Then there is a round of LISTENING, as each person speaks for some minutes and the person on the right listens, thereby doing nothing more than indicate whether what was said was understood, or not.
Stage 5
The teachers each receive a FOCUSING PARTNER from us. A focusing partnership is the most effective way to learn and practice focusing. For each person we arrange someone outside your setting to be a focusing partner (usually on the telephone). Partners divide an hour in half and take turns giving each other their attention. Usually one talks about problematic situations at work, but one is free to bring up anything whatever. One only says as much as one wants to say about anything of concern to them. We often use the time to enter into the unclear edges that are difficult to explore alone. Focusing partnerships provide maximally close attention with minimal intrusion. Partners offer no opinions or comments. Partners are committed only to indicate honestly when they follow what is being said and felt,, and when they do not follow. (“Tell me that again please, my mind wandered.” Or “I couldn’t follow you, Can you say it another way?”) Focusing partnerships provide immense support at no cost.

## Data provided
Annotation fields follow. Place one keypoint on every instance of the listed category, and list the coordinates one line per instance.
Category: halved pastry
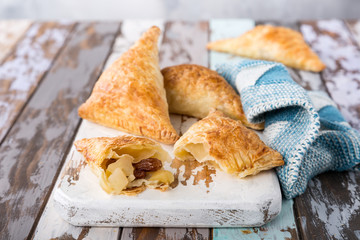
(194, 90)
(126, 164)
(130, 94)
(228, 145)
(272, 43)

## Problems and tasks
1. List every sentence in the focusing passage that begins with the word "Partners".
2. Quote the focusing passage from "Then there is" up to and including "understood, or not.".
3. Extend the focusing passage beyond its last sentence.

## Answers for each item
1.
Partners divide an hour in half and take turns giving each other their attention.
Partners offer no opinions or comments.
Partners are committed only to indicate honestly when they follow what is being said and felt,, and when they do not follow.

2.
Then there is a round of LISTENING, as each person speaks for some minutes and the person on the right listens, thereby doing nothing more than indicate whether what was said was understood, or not.

3.
Stage 6
Now THE TEACHERS TEACH “making a space” to new classes for about half an hour once a week. They also lead the next pure support group for the next group of teachers who will learn Focusing
We evaluate the results, as above.
In this way, teachers eventually can train other teachers.
METHODS OF OFFERING THE PROGRAM
How we offer the Program is discussed and arranged uniquely in each case because every setting has its unique circumstances and requirements.
Typically we begin with the most responsible people, both because it makes the most difference, and because it motivates the others.
In each school setting some department or subgroup is designated for the Program.
From among those designated we select the first group with whom we will work. We choose those who appear to be close to focusing already, as determined by the Experiencing Scale which comes from research on the process of Focusing.
At a later stage we can train in-house trainers to carry on the project.
FOCUSING is taught either in a two day group, or in individually arranged teaching hours, with some group time at the start and periodically during the training phase.
The training may occur in your setting, or in a place we provide.
FOCUSING with children, especially ‘clearing a space in groups’ is taught in a two day group, or individually arranged teaching hours, with some group time at the start and periodically during the learning phase.
The training may occur in your setting, or in a place we provide.
PARTNERSHIPS are arranged by us, and can be changed when necessary. After two times with the assigned partner the person can opt for another partner. Partners arrange convenient times for both of them to exchange Focusing turns. . Written instructions and examples are provided.
(See our www.focusing.org on focusing partnerships, and Appendix 3.)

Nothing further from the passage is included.